* _Work to complete_
1. In the ghost jobs article, how do current social media comments seem to define a "ghost job"?
2. Reproduce the part of the ghost jobs article between "What is a ghost" and "gotten an interview.", inclusive.

* _Study text_
────

What is the Deal with Ghost Jobs?

BySoozy G. Miller, CPRW, CDCC, CDP

What is a ghost job?

The current comments on social media seem to define “ghost job” as any job for which a candidate never received a response.

It must have been a fake-out posted by a company; the job never existed and the company never planned to hire anyone because otherwise I would have gotten an interview.

Many stressed job seekers think that they have been perfectly qualified for at least some of the jobs they have applied to, so they deserve some kind of response.

I didn’t receive any response—even a generic “Thanks for applying” email—so the job must have been a fake-out, and how rude is that?! Hiring is broken everywhere!

Companies do post so-called ghost jobs. They exist. There are three hiring scenarios that can be considered ghost jobs:

  1. Company conducts a candidate pool test to see who is out there.

  2. Company is hiring internally but posts the job anyway as a back-up.

  3. Company is looking for a cash infusion or has potential investors and wants to show they are strong in the market and actively hiring.

────

* _Study material_
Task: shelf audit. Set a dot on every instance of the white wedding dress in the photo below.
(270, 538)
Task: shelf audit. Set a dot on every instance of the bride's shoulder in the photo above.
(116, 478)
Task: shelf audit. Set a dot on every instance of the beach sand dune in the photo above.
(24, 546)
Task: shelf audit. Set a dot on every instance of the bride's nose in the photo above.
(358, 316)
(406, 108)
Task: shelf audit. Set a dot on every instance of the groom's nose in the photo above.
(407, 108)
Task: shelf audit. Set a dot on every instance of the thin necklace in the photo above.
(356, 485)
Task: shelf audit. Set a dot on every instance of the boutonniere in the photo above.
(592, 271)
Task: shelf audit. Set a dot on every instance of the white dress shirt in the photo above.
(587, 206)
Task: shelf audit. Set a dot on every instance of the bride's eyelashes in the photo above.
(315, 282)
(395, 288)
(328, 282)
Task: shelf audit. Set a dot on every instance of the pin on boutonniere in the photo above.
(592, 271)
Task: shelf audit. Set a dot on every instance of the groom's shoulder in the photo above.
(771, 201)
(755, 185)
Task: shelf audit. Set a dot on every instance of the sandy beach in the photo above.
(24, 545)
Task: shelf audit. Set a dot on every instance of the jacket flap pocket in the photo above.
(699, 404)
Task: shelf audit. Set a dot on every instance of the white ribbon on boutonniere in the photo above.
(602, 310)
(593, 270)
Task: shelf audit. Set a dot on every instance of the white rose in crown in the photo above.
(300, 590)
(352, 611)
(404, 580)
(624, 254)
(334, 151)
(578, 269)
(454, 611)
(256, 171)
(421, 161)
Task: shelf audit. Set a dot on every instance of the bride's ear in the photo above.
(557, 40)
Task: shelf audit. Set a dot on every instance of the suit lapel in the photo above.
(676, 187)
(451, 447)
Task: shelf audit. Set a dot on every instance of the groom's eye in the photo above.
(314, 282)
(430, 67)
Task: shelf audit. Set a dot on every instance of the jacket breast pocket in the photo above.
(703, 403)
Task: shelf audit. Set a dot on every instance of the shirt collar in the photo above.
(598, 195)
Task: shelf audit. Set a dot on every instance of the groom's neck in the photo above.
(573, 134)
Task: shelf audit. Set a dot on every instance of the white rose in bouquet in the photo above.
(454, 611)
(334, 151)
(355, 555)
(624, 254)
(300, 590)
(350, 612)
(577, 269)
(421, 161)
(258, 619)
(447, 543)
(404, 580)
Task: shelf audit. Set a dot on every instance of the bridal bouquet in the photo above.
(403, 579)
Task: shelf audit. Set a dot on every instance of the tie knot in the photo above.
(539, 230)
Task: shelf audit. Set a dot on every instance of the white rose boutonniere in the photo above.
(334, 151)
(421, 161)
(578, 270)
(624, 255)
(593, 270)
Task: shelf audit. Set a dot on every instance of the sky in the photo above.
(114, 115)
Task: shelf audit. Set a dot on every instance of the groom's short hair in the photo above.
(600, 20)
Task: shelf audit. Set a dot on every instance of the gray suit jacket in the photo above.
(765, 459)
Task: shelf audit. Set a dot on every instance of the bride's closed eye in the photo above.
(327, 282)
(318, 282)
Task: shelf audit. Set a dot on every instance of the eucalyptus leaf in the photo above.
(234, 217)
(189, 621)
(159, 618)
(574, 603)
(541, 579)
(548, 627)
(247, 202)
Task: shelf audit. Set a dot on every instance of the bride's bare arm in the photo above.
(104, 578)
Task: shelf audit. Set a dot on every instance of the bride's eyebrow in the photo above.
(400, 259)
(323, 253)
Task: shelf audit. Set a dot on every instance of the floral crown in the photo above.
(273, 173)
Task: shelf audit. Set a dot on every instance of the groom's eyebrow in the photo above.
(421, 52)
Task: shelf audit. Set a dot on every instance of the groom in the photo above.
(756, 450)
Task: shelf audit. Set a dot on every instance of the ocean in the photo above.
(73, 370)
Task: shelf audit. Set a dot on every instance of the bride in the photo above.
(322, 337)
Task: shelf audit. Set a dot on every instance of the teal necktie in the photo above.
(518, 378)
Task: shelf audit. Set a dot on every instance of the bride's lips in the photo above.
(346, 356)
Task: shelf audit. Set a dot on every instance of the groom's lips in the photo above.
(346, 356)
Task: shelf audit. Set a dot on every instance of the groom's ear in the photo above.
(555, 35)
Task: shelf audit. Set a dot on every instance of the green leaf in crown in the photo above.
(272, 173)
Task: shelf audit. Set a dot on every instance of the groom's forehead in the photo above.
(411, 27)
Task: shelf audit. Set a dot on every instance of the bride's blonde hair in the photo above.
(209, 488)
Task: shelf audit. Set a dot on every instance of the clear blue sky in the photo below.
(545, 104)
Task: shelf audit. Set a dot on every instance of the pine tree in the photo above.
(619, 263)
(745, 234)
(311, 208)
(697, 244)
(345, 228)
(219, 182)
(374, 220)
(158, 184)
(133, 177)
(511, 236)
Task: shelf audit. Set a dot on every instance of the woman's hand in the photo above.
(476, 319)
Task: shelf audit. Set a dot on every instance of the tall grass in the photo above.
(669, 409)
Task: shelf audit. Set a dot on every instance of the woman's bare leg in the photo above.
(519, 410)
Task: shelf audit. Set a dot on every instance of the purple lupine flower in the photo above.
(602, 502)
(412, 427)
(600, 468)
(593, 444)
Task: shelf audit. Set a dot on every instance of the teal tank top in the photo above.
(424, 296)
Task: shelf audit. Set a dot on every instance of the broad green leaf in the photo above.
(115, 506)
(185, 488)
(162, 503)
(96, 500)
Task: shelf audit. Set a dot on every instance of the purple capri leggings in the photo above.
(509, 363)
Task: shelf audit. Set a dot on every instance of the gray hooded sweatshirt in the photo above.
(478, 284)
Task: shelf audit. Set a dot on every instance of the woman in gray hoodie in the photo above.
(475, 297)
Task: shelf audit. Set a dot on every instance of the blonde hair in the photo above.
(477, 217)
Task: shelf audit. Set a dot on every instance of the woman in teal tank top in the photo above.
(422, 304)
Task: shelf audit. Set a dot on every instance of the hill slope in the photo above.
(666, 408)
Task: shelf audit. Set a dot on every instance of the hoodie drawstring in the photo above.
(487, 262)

────

* _Results_
1. They define it as any job for which a candidate never received a response.

2.
What is a ghost job?

The current comments on social media seem to define “ghost job” as any job for which a candidate never received a response.

It must have been a fake-out posted by a company; the job never existed and the company never planned to hire anyone because otherwise I would have gotten an interview.